■ MATERIAL FOR THE TASK:
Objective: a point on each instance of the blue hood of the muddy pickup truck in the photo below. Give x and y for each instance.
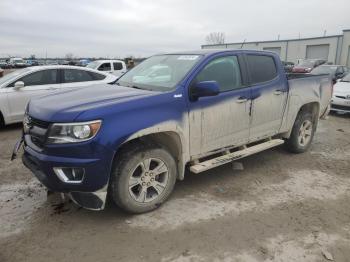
(64, 106)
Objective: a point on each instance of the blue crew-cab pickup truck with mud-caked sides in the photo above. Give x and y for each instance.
(191, 110)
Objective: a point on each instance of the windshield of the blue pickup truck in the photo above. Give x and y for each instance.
(159, 73)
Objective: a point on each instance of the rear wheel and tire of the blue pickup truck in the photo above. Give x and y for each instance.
(304, 126)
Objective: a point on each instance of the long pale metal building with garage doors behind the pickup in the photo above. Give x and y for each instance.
(335, 48)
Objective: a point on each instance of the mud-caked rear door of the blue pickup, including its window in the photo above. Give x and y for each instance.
(269, 95)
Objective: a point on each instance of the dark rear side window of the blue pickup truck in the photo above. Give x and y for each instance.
(262, 68)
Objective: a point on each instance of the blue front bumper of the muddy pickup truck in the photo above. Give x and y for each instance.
(90, 193)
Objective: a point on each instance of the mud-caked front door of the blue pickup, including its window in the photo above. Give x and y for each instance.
(222, 120)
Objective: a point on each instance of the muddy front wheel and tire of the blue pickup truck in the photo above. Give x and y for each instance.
(142, 178)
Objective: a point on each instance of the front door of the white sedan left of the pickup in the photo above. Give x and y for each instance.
(35, 84)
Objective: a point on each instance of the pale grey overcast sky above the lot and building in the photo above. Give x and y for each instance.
(114, 28)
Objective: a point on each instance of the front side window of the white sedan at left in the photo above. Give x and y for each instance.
(44, 77)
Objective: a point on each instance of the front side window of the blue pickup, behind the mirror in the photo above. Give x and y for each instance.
(225, 71)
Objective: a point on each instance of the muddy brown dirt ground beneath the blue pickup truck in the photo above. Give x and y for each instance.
(280, 207)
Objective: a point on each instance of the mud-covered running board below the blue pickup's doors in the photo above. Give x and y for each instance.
(227, 158)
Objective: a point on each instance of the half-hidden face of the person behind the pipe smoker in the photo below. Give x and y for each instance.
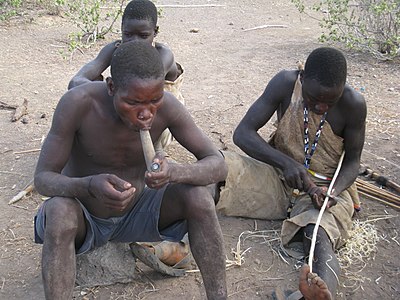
(134, 29)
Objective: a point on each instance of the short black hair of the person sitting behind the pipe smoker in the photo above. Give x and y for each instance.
(141, 10)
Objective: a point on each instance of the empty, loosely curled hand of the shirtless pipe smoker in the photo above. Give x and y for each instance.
(112, 191)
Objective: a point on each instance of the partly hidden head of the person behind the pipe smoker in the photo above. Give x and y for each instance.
(139, 21)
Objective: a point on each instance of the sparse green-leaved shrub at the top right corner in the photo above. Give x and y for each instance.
(368, 25)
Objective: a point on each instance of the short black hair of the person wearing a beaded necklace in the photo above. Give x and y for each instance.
(326, 65)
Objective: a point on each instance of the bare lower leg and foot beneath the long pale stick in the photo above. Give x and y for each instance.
(325, 263)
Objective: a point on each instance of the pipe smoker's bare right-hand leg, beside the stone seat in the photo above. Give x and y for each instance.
(196, 205)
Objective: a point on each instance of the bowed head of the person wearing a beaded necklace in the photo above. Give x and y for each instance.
(324, 78)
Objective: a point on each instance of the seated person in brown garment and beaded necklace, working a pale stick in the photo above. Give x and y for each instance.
(318, 117)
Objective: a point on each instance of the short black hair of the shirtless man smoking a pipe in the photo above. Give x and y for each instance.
(135, 59)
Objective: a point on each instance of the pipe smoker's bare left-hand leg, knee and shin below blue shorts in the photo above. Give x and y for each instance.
(65, 229)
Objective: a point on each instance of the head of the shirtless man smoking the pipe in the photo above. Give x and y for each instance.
(136, 83)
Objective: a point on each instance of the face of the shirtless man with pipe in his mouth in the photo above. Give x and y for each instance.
(137, 102)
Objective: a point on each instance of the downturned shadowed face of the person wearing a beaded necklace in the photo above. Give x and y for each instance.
(320, 98)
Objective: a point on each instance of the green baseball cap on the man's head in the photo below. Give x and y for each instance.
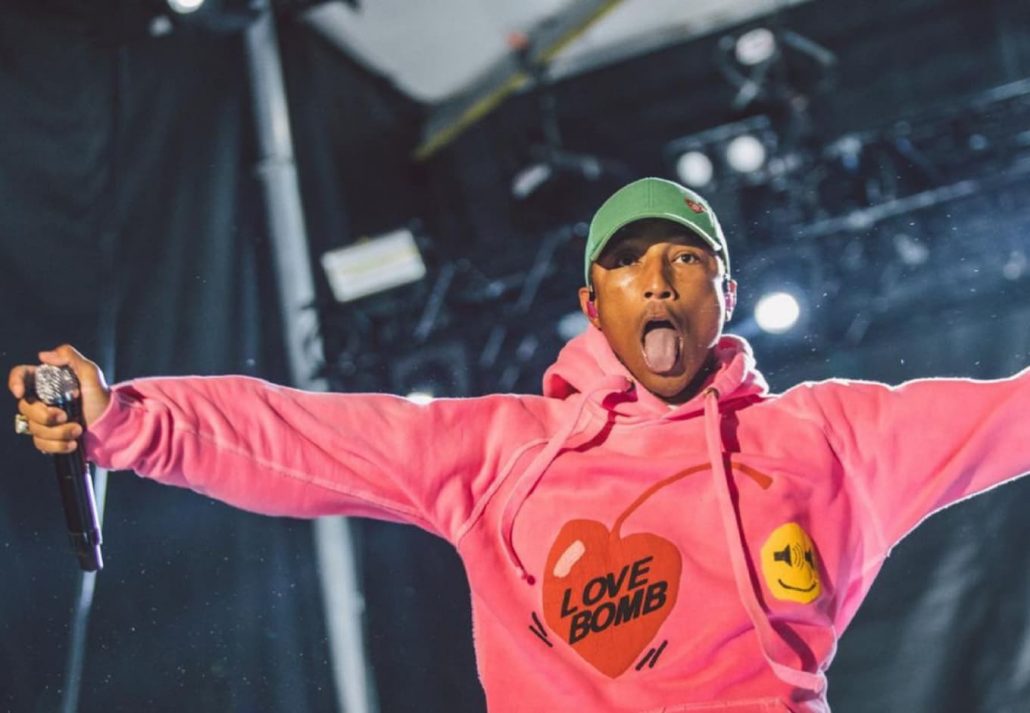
(654, 198)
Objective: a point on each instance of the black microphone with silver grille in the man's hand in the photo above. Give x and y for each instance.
(58, 387)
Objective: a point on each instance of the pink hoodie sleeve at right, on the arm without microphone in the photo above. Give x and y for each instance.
(925, 445)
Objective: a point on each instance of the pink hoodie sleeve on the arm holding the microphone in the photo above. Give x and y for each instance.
(284, 452)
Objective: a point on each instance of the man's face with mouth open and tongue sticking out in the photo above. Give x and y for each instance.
(661, 303)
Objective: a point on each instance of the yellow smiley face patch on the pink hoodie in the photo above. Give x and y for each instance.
(789, 565)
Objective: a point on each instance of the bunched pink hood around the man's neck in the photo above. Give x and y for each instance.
(588, 360)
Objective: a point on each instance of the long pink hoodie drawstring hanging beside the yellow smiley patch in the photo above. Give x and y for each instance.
(737, 547)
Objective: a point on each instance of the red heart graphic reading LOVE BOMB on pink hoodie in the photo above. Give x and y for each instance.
(606, 595)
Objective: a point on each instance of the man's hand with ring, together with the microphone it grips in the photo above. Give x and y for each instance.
(56, 401)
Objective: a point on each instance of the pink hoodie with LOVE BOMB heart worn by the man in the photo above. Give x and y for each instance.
(624, 556)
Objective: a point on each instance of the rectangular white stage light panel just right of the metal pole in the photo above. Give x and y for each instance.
(373, 266)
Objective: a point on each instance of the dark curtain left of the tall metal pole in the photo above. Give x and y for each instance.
(134, 153)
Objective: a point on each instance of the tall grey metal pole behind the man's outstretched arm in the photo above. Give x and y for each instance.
(278, 172)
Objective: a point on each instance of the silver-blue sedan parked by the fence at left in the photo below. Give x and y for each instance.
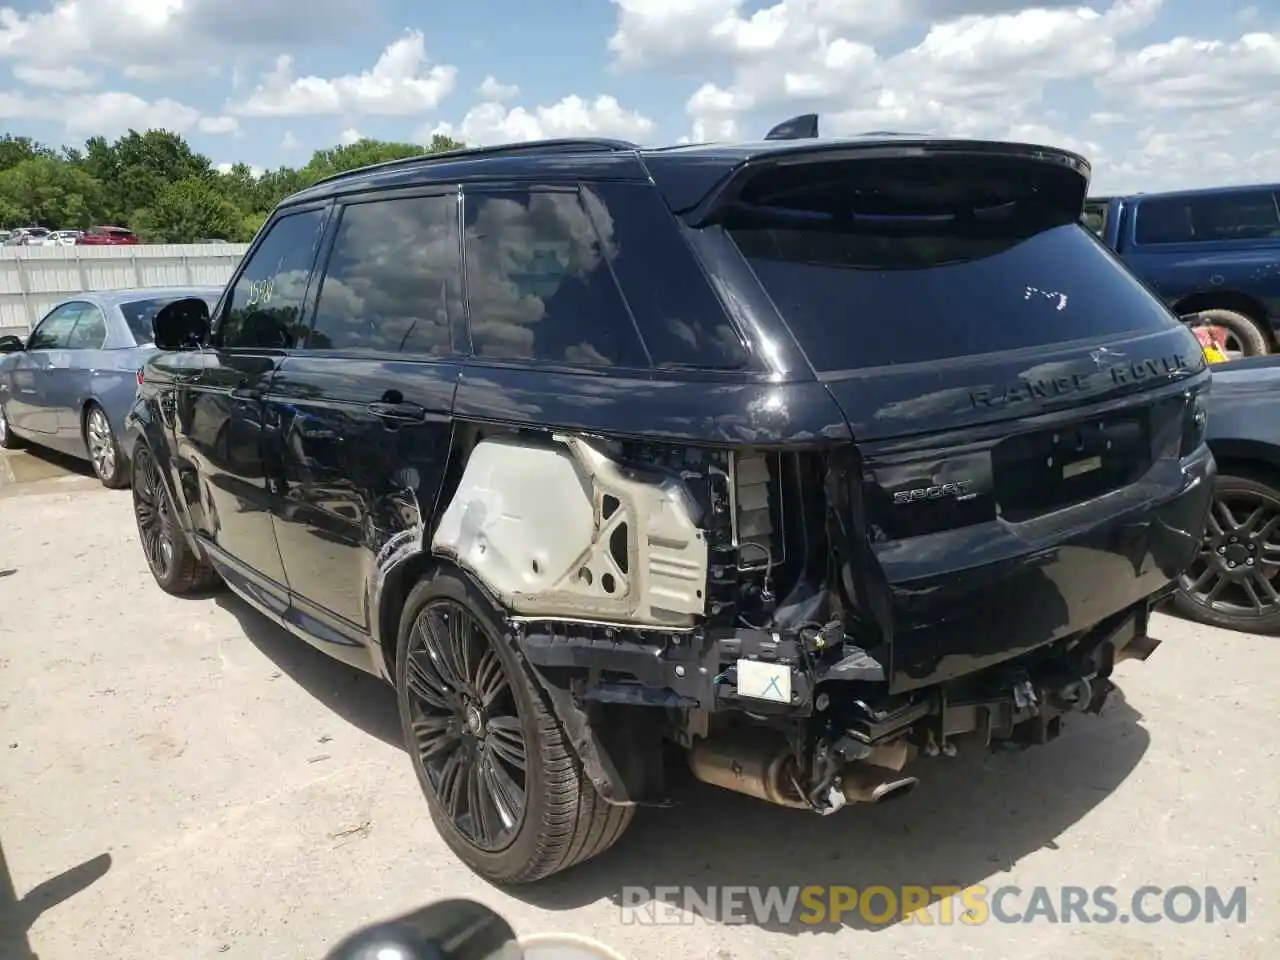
(71, 385)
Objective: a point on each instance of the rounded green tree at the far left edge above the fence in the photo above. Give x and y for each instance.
(49, 193)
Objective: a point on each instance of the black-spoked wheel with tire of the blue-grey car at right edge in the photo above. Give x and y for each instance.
(1235, 583)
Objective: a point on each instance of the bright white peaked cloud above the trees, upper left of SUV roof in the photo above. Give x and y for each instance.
(403, 83)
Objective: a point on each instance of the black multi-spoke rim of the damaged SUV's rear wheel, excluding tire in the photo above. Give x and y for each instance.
(467, 726)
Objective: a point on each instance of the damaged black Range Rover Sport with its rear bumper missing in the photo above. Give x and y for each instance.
(808, 456)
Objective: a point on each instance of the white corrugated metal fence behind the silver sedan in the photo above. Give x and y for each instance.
(34, 280)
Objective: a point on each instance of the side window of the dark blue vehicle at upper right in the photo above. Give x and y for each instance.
(1212, 217)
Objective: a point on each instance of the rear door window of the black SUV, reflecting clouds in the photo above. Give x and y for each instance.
(395, 278)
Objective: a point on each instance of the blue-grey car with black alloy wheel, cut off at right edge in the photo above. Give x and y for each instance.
(1236, 580)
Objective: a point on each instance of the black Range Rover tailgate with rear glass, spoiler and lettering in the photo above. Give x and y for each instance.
(1020, 400)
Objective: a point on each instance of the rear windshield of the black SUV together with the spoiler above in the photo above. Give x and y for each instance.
(921, 260)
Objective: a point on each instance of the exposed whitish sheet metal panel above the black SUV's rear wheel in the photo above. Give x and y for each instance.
(533, 524)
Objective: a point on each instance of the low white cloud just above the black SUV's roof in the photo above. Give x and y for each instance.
(572, 117)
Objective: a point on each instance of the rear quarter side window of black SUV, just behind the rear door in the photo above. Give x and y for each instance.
(540, 285)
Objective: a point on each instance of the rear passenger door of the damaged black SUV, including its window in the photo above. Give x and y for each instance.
(363, 410)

■ WORK TO BE COMPLETED:
From the first line to the last, write out the data exactly, dropping any pictures.

■ EXERCISE OUTPUT:
Objective: a point on each instance of the blue hood of the muddy pickup truck in the photo below. Give x and y for each instance.
(64, 106)
Objective: a point on each instance of the blue crew-cab pickup truck with mud-caked sides in the photo above. Give x and y for each instance.
(191, 110)
Objective: a point on each instance of the windshield of the blue pickup truck in the photo above. Give x and y for each instance.
(159, 73)
Objective: a point on each instance of the rear wheel and tire of the blue pickup truck in the photo above. Give x and y for each instance.
(304, 126)
Objective: a point on each instance of the long pale metal building with garage doors behind the pickup in the photo above. Give x and y for each instance.
(335, 48)
Objective: a point on each instance of the mud-caked rear door of the blue pickup, including its window in the photo above. Give x and y for each instance.
(269, 95)
Objective: a point on each instance of the dark rear side window of the blue pickup truck in the photo above. Give x and y for each instance.
(262, 68)
Objective: a point on each instance of the blue front bumper of the muddy pickup truck in the photo above. Give x and y for each instance.
(90, 193)
Objective: a point on each instance of the mud-caked front door of the blue pickup, including its window in the photo above. Give x and y for each instance.
(222, 120)
Objective: a point on each instance of the muddy front wheel and tire of the blue pickup truck in the photo above. Give x and y for each instance.
(142, 178)
Objective: a point on each instance of the front door of the white sedan left of the pickup in the photo above. Give x and y for each instance.
(35, 84)
Objective: a point on each instance of the pale grey overcast sky above the lot and building in the photo above. Give x and y for each instance.
(114, 28)
Objective: a point on each instance of the front side window of the white sedan at left in the photo above. Give x and y for each instance.
(44, 77)
Objective: a point on each instance of the front side window of the blue pickup, behind the mirror in the photo above. Give x and y for each instance.
(225, 71)
Objective: a point on each instance of the muddy brown dirt ground beneath the blue pickup truck in the photo above. Give x and y for each instance.
(280, 207)
Objective: a point on each instance of the mud-covered running board below the blue pickup's doors in the photo above. Give x and y for each instance.
(227, 158)
Objective: a point on each instance of the half-hidden face of the person behind the pipe smoker in the photo below. Give x and y for each instance.
(134, 29)
Objective: a point on each instance of the short black hair of the person sitting behind the pipe smoker in the photo above. Give x and y for each instance.
(141, 10)
Objective: a point on each instance of the empty, loosely curled hand of the shirtless pipe smoker in the photo above. Give x and y for each instance.
(112, 191)
Objective: a point on each instance of the partly hidden head of the person behind the pipe smoker in the photo above. Give x and y for each instance.
(139, 21)
Objective: a point on each instance of the sparse green-leaved shrub at the top right corner in the photo above. Give x and y for each instance.
(368, 25)
Objective: a point on each instance of the short black hair of the person wearing a beaded necklace in the photo above. Give x and y for each instance.
(326, 65)
Objective: a point on each instance of the bare lower leg and foot beneath the long pale stick in the photo above. Give x and y for each instance.
(325, 263)
Objective: a point on each instance of the pipe smoker's bare right-hand leg, beside the stone seat in the photo above. Give x and y for each instance.
(196, 205)
Objective: a point on each instance of the bowed head of the person wearing a beaded necklace in the photo above. Give x and y for each instance.
(324, 78)
Objective: a point on each instance of the seated person in brown garment and beaded necklace, working a pale stick in the photo above. Give x and y for each instance.
(318, 117)
Objective: a point on each instance of the short black hair of the shirtless man smoking a pipe in the photo above. Give x and y for each instance.
(135, 59)
Objective: a point on each instance of the pipe smoker's bare left-hand leg, knee and shin below blue shorts in the photo above. Give x and y for each instance.
(65, 229)
Objective: a point on each instance of the head of the shirtless man smoking the pipe in the photo above. Give x and y for each instance.
(136, 83)
Objective: a point on each instance of the face of the shirtless man with pipe in his mouth in the photo above. Give x and y for each instance.
(137, 102)
Objective: a point on each instance of the downturned shadowed face of the person wearing a beaded necklace in the photo above. Give x and y for each instance.
(320, 98)
Objective: a point on each instance of the green baseball cap on the man's head in the photo below. Give x and y for each instance.
(654, 198)
Objective: a point on each instance of the black microphone with silver grille in the man's hand in the photo above. Give x and y for each instance.
(58, 387)
Objective: a point on each instance of the pink hoodie sleeve at right, on the arm without microphone in the photo above. Give x and y for each instance.
(925, 445)
Objective: a point on each instance of the pink hoodie sleeve on the arm holding the microphone in the photo above. Give x and y for each instance.
(284, 452)
Objective: a point on each instance of the man's face with mouth open and tongue sticking out in the photo above. Give x and y for each instance.
(661, 303)
Objective: a point on each instance of the yellow smiley face patch on the pink hoodie in the photo above. Give x and y for each instance.
(789, 565)
Objective: a point on each instance of the bunched pink hood around the man's neck in the photo above. Give x and y for each instance.
(588, 360)
Objective: a point on each instance of the long pink hoodie drawstring hanging beside the yellow smiley patch in the photo above. Give x and y for each instance.
(737, 547)
Objective: a point on each instance of the red heart graphic reading LOVE BOMB on pink hoodie in the photo above. Give x and y for each instance.
(606, 595)
Objective: a point on each instance of the man's hand with ring, together with the microphone it grips in the photo above. Give x and y for each instance.
(56, 401)
Objective: a point on each instance of the pink hoodie with LOVE BOMB heart worn by the man in the photo above. Give x and y for each instance.
(624, 556)
Objective: a point on each instance of the rectangular white stage light panel just right of the metal pole in the photo above. Give x and y for each instance.
(373, 266)
Objective: a point on each instance of the dark curtain left of the tall metal pole in the photo above. Give x and y for each instance.
(134, 153)
Objective: a point on each instance of the tall grey metal pole behind the man's outstretched arm in the photo above. Give x and y for each instance.
(278, 172)
Objective: a point on each instance of the silver-blue sedan parked by the fence at left in the photo below. Give x and y for each instance.
(71, 385)
Objective: a point on each instance of the rounded green tree at the far left edge above the fence in the photo above. Give x and y for each instance.
(49, 193)
Objective: a point on each instance of the black-spoked wheel with tire of the blue-grey car at right edge in the photo above. Give x and y for each instance.
(1235, 583)
Objective: a point on each instance of the bright white peaked cloud above the trees, upper left of SUV roof in the photo above. Give x and y for each instance.
(403, 83)
Objective: a point on each instance of the black multi-spoke rim of the damaged SUV's rear wheel, excluding tire in the photo above. Give x and y for each instance.
(467, 726)
Objective: a point on each instance of the damaged black Range Rover Sport with its rear bumper missing in the photo above. Give x and y for each instance.
(808, 456)
Objective: a point on each instance of the white corrugated metal fence behind the silver sedan in the photo above. Give x and y for each instance.
(34, 280)
Objective: a point on each instance of the side window of the dark blue vehicle at upper right in the photo above. Give x and y for each instance.
(1212, 217)
Objective: a point on each instance of the rear door window of the black SUV, reflecting clouds in the photo above. Give x and y for each instance.
(395, 278)
Objective: a point on each instance of the blue-grey car with black alloy wheel, cut off at right edge in the photo above. Give x and y for each instance.
(1236, 580)
Objective: a point on each instance of the black Range Rover tailgate with rear glass, spoiler and lettering in the photo above. Give x and y for each instance.
(1020, 400)
Objective: a point on each instance of the rear windshield of the black SUV together with the spoiler above in the photo above. Give x and y for each instance.
(921, 260)
Objective: a point on each instance of the exposed whitish sheet metal panel above the black SUV's rear wheel in the photo above. Give x and y for each instance.
(533, 524)
Objective: a point on each instance of the low white cloud just above the black SUV's roof in the photo above. Give x and y for each instance.
(572, 117)
Objective: a point on each instance of the rear quarter side window of black SUV, just behind the rear door in the photo above. Give x and y for each instance.
(540, 285)
Objective: a point on each instance of the rear passenger door of the damaged black SUV, including its window in the photo above. Give x and y for each instance.
(363, 410)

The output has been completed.